PROBLEM TO SOLVE:
Find the lines below in which the string "tissue" occurs. Copy each one.

DATASET RECORDS:
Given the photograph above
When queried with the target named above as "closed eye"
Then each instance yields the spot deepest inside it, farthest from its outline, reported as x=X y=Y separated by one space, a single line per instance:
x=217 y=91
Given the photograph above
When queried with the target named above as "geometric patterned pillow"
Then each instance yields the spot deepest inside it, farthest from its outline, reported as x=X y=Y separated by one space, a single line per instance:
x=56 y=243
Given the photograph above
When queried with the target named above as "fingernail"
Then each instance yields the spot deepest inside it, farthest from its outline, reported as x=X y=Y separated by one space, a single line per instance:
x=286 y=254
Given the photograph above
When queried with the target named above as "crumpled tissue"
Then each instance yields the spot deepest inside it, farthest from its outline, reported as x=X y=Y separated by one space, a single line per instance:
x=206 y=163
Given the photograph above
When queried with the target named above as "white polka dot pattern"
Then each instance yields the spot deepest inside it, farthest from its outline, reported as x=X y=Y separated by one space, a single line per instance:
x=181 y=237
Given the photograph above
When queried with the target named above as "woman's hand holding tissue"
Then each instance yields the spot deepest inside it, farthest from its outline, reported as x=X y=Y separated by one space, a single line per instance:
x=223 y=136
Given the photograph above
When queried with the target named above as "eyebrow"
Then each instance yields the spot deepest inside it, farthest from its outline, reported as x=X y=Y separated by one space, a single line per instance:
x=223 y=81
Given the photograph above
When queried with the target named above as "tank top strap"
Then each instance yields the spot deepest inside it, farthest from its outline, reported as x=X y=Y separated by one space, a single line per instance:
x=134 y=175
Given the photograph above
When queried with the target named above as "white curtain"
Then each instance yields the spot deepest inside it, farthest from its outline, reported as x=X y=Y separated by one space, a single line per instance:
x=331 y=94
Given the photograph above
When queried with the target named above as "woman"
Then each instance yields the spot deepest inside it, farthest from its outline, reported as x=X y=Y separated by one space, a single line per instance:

ANSWER SECTION:
When queried with the target named above as "crumpled tissue"
When queried with the target named above as "woman's hand holding tissue"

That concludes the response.